PROMPT
Your response should consist solely of the lines from the one containing "of the rolling" through the final line of the entries, repeated exactly.

MATERIAL FOR THIS TASK

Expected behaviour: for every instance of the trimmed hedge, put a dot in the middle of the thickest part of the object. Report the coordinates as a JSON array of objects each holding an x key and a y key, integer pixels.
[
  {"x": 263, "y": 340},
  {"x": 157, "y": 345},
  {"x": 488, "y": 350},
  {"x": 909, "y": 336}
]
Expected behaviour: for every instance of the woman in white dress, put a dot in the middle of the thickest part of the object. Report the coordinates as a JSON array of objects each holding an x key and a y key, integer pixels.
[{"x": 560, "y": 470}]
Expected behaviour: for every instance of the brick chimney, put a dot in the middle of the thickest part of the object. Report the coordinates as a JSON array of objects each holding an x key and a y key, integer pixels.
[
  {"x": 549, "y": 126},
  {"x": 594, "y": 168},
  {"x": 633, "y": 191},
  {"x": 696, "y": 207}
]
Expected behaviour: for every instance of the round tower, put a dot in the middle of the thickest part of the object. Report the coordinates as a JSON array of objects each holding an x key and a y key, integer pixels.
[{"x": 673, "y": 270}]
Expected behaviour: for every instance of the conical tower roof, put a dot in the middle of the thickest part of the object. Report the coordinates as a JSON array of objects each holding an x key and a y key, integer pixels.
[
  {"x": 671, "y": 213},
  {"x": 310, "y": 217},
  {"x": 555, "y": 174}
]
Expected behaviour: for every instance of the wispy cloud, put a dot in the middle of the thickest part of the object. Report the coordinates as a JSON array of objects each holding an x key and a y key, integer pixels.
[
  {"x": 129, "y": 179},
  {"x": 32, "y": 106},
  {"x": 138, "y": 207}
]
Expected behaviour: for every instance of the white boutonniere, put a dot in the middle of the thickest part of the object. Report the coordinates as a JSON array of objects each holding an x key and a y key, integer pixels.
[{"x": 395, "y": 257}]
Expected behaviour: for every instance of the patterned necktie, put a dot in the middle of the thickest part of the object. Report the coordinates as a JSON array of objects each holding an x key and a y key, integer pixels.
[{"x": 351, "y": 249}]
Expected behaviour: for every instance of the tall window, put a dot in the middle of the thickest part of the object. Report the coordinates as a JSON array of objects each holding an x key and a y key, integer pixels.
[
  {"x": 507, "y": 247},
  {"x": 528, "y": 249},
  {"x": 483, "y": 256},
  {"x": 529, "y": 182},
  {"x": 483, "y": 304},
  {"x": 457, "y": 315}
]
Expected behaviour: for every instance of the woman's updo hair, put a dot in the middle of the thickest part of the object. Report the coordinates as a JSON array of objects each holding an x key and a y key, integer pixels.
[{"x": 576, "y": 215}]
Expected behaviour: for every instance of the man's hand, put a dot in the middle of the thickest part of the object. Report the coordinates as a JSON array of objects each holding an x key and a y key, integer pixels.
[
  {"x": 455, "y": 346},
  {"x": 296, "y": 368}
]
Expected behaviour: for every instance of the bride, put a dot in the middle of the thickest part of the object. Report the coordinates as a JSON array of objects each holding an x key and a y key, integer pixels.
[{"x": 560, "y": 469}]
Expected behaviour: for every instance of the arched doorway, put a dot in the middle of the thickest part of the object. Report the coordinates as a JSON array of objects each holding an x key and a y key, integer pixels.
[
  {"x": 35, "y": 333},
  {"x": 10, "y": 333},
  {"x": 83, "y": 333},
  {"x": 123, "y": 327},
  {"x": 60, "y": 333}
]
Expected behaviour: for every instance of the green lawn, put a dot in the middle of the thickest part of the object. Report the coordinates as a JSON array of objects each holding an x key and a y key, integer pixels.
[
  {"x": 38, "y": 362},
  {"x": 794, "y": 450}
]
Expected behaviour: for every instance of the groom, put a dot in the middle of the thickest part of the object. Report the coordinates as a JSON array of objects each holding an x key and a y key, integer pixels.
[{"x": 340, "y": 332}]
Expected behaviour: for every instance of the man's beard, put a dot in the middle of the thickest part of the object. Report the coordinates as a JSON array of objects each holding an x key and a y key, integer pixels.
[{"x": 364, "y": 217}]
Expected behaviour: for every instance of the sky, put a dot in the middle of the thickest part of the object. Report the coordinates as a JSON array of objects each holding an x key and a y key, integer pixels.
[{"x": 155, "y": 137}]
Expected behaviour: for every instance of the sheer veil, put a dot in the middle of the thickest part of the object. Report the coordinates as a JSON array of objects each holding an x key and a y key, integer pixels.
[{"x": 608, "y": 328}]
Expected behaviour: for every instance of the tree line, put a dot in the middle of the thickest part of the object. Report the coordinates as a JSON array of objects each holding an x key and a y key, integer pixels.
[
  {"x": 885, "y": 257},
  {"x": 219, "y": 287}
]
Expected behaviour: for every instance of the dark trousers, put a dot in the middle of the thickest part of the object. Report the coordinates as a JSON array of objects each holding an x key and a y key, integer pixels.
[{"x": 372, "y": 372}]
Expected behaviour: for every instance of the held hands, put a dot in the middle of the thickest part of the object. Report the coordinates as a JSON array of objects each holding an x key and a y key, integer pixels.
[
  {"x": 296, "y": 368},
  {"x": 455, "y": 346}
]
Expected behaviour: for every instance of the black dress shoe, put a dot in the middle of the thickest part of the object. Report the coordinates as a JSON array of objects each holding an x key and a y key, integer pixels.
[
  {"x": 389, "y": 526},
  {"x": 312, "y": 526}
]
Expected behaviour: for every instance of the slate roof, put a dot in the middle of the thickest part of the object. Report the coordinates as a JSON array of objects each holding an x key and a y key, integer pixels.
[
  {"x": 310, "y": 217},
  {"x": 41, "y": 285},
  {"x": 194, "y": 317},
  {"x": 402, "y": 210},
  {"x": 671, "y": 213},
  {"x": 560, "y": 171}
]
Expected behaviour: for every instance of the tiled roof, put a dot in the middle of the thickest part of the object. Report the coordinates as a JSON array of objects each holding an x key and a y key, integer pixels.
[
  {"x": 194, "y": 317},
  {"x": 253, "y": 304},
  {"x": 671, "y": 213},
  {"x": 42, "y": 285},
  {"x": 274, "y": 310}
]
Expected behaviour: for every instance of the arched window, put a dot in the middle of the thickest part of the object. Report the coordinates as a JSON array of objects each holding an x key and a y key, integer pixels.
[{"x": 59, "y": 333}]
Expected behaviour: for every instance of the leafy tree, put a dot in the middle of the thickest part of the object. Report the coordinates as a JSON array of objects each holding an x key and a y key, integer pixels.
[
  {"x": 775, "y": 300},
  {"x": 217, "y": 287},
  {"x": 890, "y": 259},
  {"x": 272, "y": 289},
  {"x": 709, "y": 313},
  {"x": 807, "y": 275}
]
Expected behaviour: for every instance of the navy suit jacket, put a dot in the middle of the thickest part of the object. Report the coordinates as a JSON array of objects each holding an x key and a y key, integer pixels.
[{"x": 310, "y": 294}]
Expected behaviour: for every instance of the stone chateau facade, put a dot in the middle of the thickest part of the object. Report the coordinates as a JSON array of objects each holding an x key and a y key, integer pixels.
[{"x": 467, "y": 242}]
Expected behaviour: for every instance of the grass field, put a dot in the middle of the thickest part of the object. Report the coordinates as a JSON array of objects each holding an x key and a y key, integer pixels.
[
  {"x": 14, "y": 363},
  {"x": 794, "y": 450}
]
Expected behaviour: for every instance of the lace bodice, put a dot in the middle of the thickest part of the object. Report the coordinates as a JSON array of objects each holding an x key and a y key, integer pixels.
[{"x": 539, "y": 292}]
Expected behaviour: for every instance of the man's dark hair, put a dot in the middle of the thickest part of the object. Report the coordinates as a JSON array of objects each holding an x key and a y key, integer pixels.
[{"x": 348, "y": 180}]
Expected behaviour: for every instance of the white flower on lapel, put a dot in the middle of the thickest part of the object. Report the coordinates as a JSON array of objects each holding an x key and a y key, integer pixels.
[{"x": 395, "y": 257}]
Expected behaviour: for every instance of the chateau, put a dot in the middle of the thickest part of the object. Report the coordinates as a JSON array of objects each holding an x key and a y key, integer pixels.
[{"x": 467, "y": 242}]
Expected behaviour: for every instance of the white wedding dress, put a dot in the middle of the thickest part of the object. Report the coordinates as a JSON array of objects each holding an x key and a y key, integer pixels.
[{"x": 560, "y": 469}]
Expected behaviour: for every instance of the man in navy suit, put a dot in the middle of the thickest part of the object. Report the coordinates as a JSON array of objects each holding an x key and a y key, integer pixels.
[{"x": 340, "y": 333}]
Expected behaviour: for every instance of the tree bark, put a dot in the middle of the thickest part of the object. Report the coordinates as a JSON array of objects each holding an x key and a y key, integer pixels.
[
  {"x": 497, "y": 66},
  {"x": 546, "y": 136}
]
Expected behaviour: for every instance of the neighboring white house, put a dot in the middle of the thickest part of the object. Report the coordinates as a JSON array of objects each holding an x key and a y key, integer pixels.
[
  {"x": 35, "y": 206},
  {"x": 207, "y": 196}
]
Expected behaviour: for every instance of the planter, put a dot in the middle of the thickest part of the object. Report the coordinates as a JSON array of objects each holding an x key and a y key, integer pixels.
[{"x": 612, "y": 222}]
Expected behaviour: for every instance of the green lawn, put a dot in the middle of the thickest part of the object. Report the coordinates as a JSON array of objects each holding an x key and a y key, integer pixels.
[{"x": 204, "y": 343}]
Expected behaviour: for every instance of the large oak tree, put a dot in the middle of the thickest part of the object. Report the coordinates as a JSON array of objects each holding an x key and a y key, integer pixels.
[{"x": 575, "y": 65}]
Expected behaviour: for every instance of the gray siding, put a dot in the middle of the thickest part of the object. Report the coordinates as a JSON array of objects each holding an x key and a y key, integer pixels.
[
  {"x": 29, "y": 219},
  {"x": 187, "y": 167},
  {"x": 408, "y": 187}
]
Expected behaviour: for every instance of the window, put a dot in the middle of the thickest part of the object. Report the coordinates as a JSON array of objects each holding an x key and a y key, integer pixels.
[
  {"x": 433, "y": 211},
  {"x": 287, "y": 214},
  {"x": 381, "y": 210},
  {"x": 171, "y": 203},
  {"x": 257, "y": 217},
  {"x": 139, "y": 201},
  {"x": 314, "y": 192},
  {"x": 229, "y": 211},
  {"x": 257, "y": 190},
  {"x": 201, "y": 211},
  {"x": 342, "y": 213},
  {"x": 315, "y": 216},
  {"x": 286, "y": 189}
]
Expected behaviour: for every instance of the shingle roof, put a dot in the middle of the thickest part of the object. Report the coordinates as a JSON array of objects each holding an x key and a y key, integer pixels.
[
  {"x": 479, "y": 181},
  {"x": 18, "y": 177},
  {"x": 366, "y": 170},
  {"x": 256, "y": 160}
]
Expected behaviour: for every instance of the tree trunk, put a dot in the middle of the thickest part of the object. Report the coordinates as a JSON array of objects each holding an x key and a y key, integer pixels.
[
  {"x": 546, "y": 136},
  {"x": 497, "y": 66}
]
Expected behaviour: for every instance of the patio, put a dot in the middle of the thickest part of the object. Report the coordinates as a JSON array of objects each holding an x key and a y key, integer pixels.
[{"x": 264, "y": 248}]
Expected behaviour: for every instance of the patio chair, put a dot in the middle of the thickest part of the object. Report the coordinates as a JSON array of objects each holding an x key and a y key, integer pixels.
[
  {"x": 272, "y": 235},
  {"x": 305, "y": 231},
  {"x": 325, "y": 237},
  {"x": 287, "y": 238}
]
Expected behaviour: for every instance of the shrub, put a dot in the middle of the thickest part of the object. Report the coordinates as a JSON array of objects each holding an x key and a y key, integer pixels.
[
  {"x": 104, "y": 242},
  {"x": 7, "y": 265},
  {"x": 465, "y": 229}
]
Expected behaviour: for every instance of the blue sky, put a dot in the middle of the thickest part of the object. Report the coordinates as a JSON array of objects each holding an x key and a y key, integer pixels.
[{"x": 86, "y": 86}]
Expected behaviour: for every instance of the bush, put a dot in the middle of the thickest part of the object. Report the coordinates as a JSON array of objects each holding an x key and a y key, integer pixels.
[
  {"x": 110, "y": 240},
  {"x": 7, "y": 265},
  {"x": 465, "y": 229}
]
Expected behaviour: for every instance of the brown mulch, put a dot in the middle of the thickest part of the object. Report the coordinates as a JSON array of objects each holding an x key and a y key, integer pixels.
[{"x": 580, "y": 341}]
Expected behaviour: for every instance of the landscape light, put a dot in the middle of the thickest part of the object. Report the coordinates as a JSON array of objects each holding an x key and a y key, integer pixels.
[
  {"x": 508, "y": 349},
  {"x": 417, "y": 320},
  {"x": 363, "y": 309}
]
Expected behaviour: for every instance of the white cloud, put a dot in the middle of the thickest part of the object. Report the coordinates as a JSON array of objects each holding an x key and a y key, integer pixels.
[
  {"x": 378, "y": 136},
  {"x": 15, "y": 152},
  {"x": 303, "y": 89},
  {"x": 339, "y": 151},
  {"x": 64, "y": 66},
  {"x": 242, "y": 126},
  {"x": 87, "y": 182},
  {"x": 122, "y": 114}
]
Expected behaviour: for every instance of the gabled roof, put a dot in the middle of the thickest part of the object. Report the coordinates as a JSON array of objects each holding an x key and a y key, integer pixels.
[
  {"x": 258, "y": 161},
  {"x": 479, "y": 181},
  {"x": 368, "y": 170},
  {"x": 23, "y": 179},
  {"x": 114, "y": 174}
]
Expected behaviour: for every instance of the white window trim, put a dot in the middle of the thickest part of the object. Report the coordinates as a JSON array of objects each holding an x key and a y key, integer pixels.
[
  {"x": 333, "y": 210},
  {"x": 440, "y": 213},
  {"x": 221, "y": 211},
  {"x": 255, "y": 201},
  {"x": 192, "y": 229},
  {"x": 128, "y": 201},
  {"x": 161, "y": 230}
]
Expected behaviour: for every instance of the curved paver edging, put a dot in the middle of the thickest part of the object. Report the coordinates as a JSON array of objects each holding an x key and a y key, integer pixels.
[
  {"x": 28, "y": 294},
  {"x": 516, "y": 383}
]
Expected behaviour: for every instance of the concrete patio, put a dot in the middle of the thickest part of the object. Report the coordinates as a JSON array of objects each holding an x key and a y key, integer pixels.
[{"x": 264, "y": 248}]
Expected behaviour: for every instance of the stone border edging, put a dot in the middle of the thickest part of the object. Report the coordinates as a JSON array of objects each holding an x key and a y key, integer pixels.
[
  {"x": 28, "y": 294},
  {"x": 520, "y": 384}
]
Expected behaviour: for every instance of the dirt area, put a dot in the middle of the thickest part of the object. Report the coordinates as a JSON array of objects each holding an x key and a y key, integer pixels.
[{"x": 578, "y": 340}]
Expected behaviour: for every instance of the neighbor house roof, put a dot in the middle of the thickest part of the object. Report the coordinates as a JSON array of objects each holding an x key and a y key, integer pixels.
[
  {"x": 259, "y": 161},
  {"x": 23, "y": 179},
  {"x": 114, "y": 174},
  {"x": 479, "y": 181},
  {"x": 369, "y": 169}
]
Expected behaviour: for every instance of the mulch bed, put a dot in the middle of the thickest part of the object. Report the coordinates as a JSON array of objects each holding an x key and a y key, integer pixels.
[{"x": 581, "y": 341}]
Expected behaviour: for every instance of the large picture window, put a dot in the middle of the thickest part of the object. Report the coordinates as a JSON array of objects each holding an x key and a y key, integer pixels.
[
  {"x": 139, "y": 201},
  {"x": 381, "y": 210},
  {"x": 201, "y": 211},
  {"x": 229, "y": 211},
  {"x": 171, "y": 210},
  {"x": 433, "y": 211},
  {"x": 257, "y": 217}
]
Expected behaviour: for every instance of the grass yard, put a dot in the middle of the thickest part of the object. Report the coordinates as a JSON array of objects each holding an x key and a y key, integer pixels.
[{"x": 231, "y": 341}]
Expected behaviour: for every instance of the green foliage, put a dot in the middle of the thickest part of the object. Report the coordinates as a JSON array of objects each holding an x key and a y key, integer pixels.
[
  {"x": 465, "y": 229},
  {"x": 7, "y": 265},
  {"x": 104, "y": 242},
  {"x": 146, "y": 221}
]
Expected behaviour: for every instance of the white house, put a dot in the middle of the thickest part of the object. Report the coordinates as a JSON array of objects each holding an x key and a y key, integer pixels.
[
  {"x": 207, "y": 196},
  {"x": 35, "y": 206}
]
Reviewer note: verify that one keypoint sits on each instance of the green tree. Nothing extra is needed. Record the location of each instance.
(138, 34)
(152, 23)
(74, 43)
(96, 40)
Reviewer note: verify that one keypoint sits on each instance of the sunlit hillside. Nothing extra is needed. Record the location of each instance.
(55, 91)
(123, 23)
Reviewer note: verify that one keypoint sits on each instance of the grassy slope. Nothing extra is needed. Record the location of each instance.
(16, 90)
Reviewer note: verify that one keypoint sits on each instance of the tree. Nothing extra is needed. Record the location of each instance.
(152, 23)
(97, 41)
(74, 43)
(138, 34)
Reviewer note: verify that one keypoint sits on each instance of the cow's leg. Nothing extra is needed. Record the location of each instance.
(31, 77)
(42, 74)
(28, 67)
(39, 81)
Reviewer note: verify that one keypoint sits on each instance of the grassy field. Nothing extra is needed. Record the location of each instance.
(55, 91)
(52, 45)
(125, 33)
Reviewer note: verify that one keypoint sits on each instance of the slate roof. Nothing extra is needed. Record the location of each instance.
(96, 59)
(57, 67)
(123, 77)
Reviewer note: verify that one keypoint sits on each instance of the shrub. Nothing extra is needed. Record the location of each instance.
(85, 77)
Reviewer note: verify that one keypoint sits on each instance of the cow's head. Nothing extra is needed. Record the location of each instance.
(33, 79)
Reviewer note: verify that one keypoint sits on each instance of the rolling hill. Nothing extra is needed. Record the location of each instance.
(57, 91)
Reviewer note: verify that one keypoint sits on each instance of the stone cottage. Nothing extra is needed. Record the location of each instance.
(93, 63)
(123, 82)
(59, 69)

YOUR RESPONSE
Reviewer note: verify that one keypoint sits on each instance of the rolling hill. Nothing extra is needed. Record the location of each instance.
(57, 91)
Reviewer note: verify that one keypoint sits on each instance of the stone cottage. Nothing extra is needed. Record the location of each instance.
(93, 63)
(123, 82)
(59, 69)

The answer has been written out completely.